== Data entries

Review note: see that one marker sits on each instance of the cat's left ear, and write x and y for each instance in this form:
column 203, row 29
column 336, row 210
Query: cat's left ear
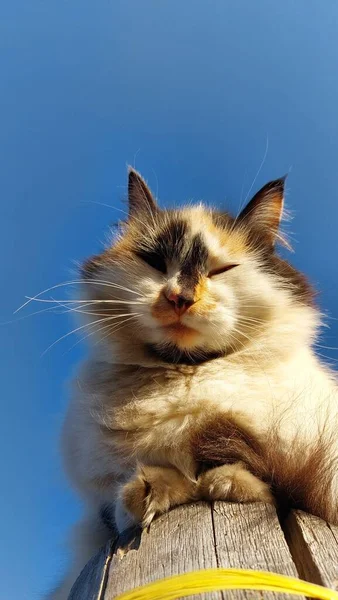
column 265, row 210
column 140, row 198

====

*Task statement:*
Print every line of the records above word for word, leaving out the pictures.

*Output for this task:*
Review note: see that one marker sits on each instance of the cat's left ear, and write x and y for each instance in this form:
column 203, row 29
column 336, row 210
Query: cat's left ear
column 265, row 210
column 140, row 198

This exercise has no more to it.